Write back every record verbatim.
[[ DATA UNDER STUDY open ]]
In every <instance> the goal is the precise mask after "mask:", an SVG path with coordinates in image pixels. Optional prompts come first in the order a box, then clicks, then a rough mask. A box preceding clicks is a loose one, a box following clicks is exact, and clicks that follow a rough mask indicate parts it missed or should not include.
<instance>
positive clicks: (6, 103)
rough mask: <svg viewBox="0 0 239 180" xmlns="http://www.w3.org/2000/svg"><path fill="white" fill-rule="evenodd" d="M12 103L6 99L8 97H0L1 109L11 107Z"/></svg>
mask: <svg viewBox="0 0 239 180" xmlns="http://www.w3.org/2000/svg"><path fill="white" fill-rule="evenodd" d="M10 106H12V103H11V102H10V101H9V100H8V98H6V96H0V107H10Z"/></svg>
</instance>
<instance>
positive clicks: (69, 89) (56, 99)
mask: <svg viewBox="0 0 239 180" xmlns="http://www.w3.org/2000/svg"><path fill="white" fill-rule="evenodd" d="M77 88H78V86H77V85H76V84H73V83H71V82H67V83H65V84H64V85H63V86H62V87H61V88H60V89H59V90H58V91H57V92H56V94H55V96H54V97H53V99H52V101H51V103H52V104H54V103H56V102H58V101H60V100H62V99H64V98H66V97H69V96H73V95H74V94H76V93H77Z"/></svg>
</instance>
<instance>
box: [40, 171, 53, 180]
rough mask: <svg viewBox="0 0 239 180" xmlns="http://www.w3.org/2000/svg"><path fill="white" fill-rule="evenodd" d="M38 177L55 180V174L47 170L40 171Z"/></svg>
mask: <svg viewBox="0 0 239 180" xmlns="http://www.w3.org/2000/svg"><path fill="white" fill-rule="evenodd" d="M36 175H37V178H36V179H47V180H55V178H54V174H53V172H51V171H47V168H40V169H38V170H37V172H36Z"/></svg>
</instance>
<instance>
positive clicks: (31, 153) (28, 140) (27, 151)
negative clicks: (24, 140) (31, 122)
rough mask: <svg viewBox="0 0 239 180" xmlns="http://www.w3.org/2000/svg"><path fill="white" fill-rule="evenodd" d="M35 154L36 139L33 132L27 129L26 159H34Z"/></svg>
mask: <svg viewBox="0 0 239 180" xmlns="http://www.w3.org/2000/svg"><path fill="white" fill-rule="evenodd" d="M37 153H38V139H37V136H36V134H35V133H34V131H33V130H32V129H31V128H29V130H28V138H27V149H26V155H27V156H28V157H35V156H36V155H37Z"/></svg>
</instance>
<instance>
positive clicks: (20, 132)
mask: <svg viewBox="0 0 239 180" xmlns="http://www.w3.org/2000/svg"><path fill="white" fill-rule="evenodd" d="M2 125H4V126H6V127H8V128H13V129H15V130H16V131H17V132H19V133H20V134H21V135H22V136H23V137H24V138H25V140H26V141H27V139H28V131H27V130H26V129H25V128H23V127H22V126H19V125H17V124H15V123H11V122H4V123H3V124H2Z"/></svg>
[[ DATA UNDER STUDY closed ]]
REPLY |
In every <instance> the goal is the precise mask after "mask:", an SVG path with coordinates in image pixels. Optional prompts come first in the order a box, then clicks, then a rough mask. A box preceding clicks is a loose one, a box following clicks is exact, and clicks that follow a rough mask indicate parts it missed or should not include.
<instance>
positive clicks: (6, 103)
rough mask: <svg viewBox="0 0 239 180" xmlns="http://www.w3.org/2000/svg"><path fill="white" fill-rule="evenodd" d="M12 103L6 99L8 97H0L1 109L11 107Z"/></svg>
mask: <svg viewBox="0 0 239 180" xmlns="http://www.w3.org/2000/svg"><path fill="white" fill-rule="evenodd" d="M10 106H12V103H11V102H10V101H9V100H8V98H6V96H0V107H10Z"/></svg>
</instance>
<instance>
positive clicks: (69, 89) (56, 99)
mask: <svg viewBox="0 0 239 180" xmlns="http://www.w3.org/2000/svg"><path fill="white" fill-rule="evenodd" d="M77 88H78V86H77V85H76V84H73V83H71V82H67V83H65V84H64V85H63V86H62V87H61V88H60V89H59V90H58V91H57V92H56V94H55V96H54V97H53V99H52V101H51V103H52V104H54V103H56V102H58V101H60V100H62V99H64V98H66V97H69V96H73V95H74V94H76V93H77Z"/></svg>
</instance>
<instance>
box: [40, 171, 53, 180]
rough mask: <svg viewBox="0 0 239 180" xmlns="http://www.w3.org/2000/svg"><path fill="white" fill-rule="evenodd" d="M38 177L55 180V174L47 170L40 171Z"/></svg>
mask: <svg viewBox="0 0 239 180" xmlns="http://www.w3.org/2000/svg"><path fill="white" fill-rule="evenodd" d="M36 175H37V178H36V179H47V180H55V178H54V174H53V172H51V171H47V168H40V169H38V170H37V172H36Z"/></svg>
</instance>
<instance>
positive clicks: (31, 153) (28, 140) (27, 151)
negative clicks: (24, 140) (31, 122)
rough mask: <svg viewBox="0 0 239 180" xmlns="http://www.w3.org/2000/svg"><path fill="white" fill-rule="evenodd" d="M35 154L36 139L33 132L27 129L26 159H34Z"/></svg>
mask: <svg viewBox="0 0 239 180" xmlns="http://www.w3.org/2000/svg"><path fill="white" fill-rule="evenodd" d="M37 153H38V139H37V136H36V134H35V133H34V131H33V130H32V129H31V128H29V130H28V138H27V149H26V155H27V156H28V157H35V156H36V155H37Z"/></svg>
</instance>
<instance>
positive clicks: (20, 132)
mask: <svg viewBox="0 0 239 180" xmlns="http://www.w3.org/2000/svg"><path fill="white" fill-rule="evenodd" d="M2 125H4V126H6V127H8V128H13V129H15V130H16V131H17V132H19V133H20V134H21V135H22V136H23V137H24V138H25V140H26V141H27V139H28V131H27V130H26V129H25V128H23V127H22V126H19V125H17V124H15V123H11V122H4V123H3V124H2Z"/></svg>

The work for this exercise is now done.